:: REQUIRED WORK ::
Each record must be printed again exactly as it appears.

:: THE DATA ::
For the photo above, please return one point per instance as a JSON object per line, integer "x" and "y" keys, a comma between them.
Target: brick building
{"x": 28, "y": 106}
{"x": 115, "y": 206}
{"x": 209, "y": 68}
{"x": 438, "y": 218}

:: ANSWER TO THIS EXERCISE ::
For the photo above, please return one point per instance as a JSON object per line, integer "x" and "y" keys, a comma between them.
Target: brick building
{"x": 28, "y": 106}
{"x": 115, "y": 206}
{"x": 209, "y": 68}
{"x": 438, "y": 218}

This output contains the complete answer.